» Directives
(1) Summarize the tutorial on item descriptions below in two sentences.
(2) According to the tutorial on item descriptions below, how long after the last call is the panel hidden if no new calls occur?

This script uses the Singleton pattern. It allows
other scene objects to access
ItemDescriptionUI.Instance directly, without manually
storing references.
Any object can call the Show() method and pass
ItemData to display text on the screen. If the method
is called again, the hide timer is reset. If no new calls occur, the
panel is automatically hidden after 3 seconds.
Now we will create a script for displaying item descriptions. The ability to show a hint will be available to all interactive objects in the scene.
Item data will be taken from ScriptableObject ItemData, so a reference to this data will be stored directly in the object’s script.
To access the hint logic, we will use an interface. This allows us to avoid dependencies on a specific script or class name.
The main advantage of interfaces is that we do not need to know which specific component implements the behavior or how it is implemented internally. We simply check for the interface and call the required method.
First, let’s create the hint interface. Create an empty C# script and name it ICheckable.
using UnityEngine;
// Interface for objects that can be "inspected"
// and provide a text hint
public interface ICheckable
{
// Method called when the object is inspected
void TellAbout();
}
Now create a script that uses this interface. Create a new MonoBehaviour script and name it CheckableItem.
using UnityEngine;
// This script adds the ability to an object
// to show a description when inspected
public class CheckableItem : MonoBehaviour, ICheckable
{
// Item data (ScriptableObject)
public ItemData data;
// Implementation of the ICheckable interface
public void TellAbout()

» Dataset content
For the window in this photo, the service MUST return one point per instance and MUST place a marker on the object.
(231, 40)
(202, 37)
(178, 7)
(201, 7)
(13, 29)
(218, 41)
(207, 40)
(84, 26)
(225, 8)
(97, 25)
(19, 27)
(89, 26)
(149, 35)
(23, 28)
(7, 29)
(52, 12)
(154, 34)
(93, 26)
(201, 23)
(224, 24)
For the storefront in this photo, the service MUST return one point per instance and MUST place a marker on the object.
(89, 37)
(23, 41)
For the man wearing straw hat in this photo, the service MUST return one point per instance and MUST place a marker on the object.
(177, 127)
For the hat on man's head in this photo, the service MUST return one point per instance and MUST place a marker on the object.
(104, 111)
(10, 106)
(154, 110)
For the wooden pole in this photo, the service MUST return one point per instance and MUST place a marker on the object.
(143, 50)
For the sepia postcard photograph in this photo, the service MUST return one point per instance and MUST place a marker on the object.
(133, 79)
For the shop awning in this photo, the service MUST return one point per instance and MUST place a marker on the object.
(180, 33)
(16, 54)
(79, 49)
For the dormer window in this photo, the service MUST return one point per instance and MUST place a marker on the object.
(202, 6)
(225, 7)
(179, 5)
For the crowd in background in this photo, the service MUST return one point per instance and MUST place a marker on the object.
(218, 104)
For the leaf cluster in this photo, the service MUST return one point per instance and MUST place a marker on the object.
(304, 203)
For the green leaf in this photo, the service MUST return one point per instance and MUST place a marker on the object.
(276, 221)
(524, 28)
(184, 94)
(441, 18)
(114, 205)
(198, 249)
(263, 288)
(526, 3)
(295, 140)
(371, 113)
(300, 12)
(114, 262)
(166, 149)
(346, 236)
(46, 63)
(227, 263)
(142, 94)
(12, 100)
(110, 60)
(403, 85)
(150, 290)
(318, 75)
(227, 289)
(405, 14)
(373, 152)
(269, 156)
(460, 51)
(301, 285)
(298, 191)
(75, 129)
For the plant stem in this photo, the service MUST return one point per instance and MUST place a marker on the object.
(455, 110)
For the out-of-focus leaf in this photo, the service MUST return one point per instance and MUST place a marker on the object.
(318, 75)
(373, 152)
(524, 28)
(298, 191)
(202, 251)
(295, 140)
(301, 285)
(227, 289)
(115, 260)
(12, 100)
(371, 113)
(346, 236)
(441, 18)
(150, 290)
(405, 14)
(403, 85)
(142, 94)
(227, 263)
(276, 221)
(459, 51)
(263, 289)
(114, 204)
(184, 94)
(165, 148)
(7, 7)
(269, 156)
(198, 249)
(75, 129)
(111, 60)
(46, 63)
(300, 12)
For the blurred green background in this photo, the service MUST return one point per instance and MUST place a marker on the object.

» Response list
(1) A script built on the Singleton pattern lets other scene objects reach ItemDescriptionUI.Instance directly, and its Show() method displays ItemData text, resets the hide timer on each new call, and hides the panel automatically after 3 seconds without further calls. To let interactive objects show hints without depending on a specific script or class name, an ICheckable interface with a TellAbout() method is created, and a CheckableItem script implements it while storing a reference to ItemData.

(2) After 3 seconds.